• **Estratto della pagina**
/---

Un’altra prova della accennata volontà di “spersonalizzare” il romanzo, che pure resta chiaramente autobiografico (il protagonista si chiama Guido, è squadrista giovanissimo e poi Ufficiale di Artiglieria, come Strumia appunto), seminando false tracce, come quella della morte dell’io narrante.

La prima parte ha un andamento che ricorda — molto — il Diario di uno squadrista toscano del diciassettenne (un’altra prova del fatto che lo squadrismo fu un fenomeno di “giovanilismo volontaristico”) Mario Piazzesi, peraltro sicuramente ignoto all’Autore perché pubblicato per la prima volta 40 anni dopo. Una conferma, se ce ne fosse bisogno, che ambiente umano e “clima” nelle squadre era identico ovunque, così come i nomi delle squadre stesse…e infatti quella del romanzo si chiama proprio “Disperata” come la formazione fiorentina di Piazzesi.

Anche i personaggi ci pare di conoscerli già: «un’allegra banda di amici rumorosi e pronti, che si sono incontrati per via delle idee che si somigliavano, e capiti, e amati,….» . Qui troviamo, per esempio, il ciabattino Vigi, che non può non ricordare «Beppe, lavandaio cialtrone che intontiva col suo vociare sguaiato» di Piazzesi, e che, come quello faceva con il «professore di matematica… sempre in mezzo alle nuvole, raffinato, esteta alla Oscar Wilde», convive senza problemi con i tre “acculturati” della squadra:

«Persino Romualdi, il pensatore, oggi parla poco, piano, a bassa voce. Lo sento che scambia qualche parola con Mirancelli, il fascista anarchico, e Della Rocca, il fascista repubblicano; il solito trio, i tre intellettuali della squadra. In tutta la Disperata non ci sono mai stati che loro, discorrere di politica!»

(…)

Così andavano le cose allora, finché tutto finì con la Marcia su Roma.

Poi subentra, nella narrazione, una seconda parte più intimista che, così come la prima presentava i già detti punti di concordanza con il “Diario” di Piazzesi, potrebbe a sua volta ben figurare tra i romanzi di Marcello Gallian.

È il racconto sofferto dell’esperienza di vita degli — ormai “ex”— squadristi, nell’Italia normalizzata che, non solo male li sopporta, ma fa addirittura spazio ai loro nemici di ieri, i borghesi, mentre gli sfasciatori di Case del Popolo e di Leghe multicolorate vengono relegati negli angolini, quasi nascosti alla vista, perché di loro ci si vergogna.

È il destino che in Gente di squadra di Gallian (recentemente ripubblicato da AGA Editrice) aspetta Giovanni, Otello, Aldo e “Spigolo”, e qui tocca a Pierino, Vigi, Giacomo e Tealdi, con l’attenuante che per alcuni di loro vi è, almeno, un ruolo nella Milizia. Ma la realtà è quella che è:

«È triste, è lo sconforto… per tanti è peggio, è la miseria… i militi non trovano impiego, non trovano lavoro. Dalle fabbriche, dagli uffici, li allontanano, li mandano via: coi pretesti, con le scuse, con tutti i motivi vili che sa trovare il ricco per cacciare via il fascista! Vogliono affamarci, vincerci con la fame».

\---

• **Righe archiviate**
/---

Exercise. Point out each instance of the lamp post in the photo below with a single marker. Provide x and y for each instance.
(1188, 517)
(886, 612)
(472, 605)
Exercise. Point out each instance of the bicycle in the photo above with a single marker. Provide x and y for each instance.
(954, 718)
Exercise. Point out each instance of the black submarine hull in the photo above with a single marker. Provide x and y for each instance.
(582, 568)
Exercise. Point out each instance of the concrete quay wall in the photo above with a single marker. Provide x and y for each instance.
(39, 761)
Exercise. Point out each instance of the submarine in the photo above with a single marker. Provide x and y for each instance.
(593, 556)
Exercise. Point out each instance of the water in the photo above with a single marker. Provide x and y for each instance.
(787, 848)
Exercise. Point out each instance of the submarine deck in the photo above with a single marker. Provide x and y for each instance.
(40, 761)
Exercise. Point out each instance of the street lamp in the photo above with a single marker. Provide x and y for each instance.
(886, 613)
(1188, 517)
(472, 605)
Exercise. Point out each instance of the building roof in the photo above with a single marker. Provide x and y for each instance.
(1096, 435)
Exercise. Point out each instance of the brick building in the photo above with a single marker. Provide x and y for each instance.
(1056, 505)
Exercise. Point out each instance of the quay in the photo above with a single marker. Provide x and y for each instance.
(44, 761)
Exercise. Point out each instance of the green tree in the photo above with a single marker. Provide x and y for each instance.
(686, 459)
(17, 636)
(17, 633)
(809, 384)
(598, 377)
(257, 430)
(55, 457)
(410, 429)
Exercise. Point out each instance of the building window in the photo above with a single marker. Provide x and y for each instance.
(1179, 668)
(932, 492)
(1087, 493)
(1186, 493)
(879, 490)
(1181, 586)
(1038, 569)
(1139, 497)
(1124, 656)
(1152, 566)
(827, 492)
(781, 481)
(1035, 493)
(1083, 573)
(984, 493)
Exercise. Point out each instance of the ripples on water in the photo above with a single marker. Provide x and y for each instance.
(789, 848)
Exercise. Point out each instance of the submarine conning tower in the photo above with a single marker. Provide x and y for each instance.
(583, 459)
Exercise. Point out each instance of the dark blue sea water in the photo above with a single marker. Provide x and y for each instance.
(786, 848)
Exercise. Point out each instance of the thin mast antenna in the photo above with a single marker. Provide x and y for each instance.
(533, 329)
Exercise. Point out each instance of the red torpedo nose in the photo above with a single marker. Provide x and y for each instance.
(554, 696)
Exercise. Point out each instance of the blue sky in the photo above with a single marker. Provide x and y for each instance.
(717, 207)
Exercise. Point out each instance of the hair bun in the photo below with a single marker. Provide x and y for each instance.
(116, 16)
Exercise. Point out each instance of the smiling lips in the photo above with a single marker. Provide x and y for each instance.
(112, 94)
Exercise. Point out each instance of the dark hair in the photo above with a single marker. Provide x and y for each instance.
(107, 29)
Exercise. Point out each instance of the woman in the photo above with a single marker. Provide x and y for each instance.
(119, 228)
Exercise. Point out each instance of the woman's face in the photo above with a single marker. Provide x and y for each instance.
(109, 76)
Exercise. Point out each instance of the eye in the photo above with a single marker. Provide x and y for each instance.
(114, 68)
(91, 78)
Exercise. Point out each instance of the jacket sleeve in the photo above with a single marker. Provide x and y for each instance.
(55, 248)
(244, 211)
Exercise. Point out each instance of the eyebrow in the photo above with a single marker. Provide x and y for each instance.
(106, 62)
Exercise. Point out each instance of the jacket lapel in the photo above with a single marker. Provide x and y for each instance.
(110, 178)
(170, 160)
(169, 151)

\---

• **Compiti**
A. Rispondi alle domande seguenti usando l'estratto, ciascuna su una riga:
(i) Con quale nome è chiamata la squadra del romanzo?
(ii) Quanti anni dopo fu pubblicato per la prima volta il Diario di Piazzesi?
(iii) Che mestiere fa Vigi?
B. Trascrivi fedelmente un brano dell'estratto: parti dalle parole "Poi subentra, nella" e fermati dopo "ci si vergogna.".

• **Risposte**
A.
(i) Disperata
(ii) 40 anni dopo
(iii) Il ciabattino

B.
Poi subentra, nella narrazione, una seconda parte più intimista che, così come la prima presentava i già detti punti di concordanza con il “Diario” di Piazzesi, potrebbe a sua volta ben figurare tra i romanzi di Marcello Gallian.

È il racconto sofferto dell’esperienza di vita degli — ormai “ex”— squadristi, nell’Italia normalizzata che, non solo male li sopporta, ma fa addirittura spazio ai loro nemici di ieri, i borghesi, mentre gli sfasciatori di Case del Popolo e di Leghe multicolorate vengono relegati negli angolini, quasi nascosti alla vista, perché di loro ci si vergogna.